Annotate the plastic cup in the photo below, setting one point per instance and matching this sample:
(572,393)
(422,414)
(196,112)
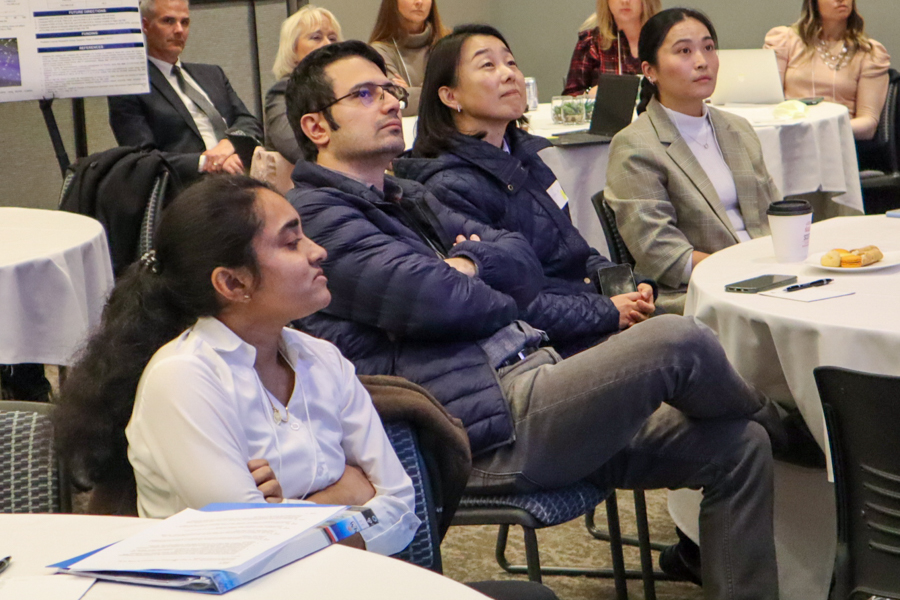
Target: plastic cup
(790,222)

※ ※ ※

### Task
Transcribe all entries above exactly. Drop the pictures.

### Solution to this problem
Annotate the plastic cup in the photo below, setting one point per instance and matching this sample:
(572,393)
(422,414)
(196,112)
Target: plastic cup
(790,222)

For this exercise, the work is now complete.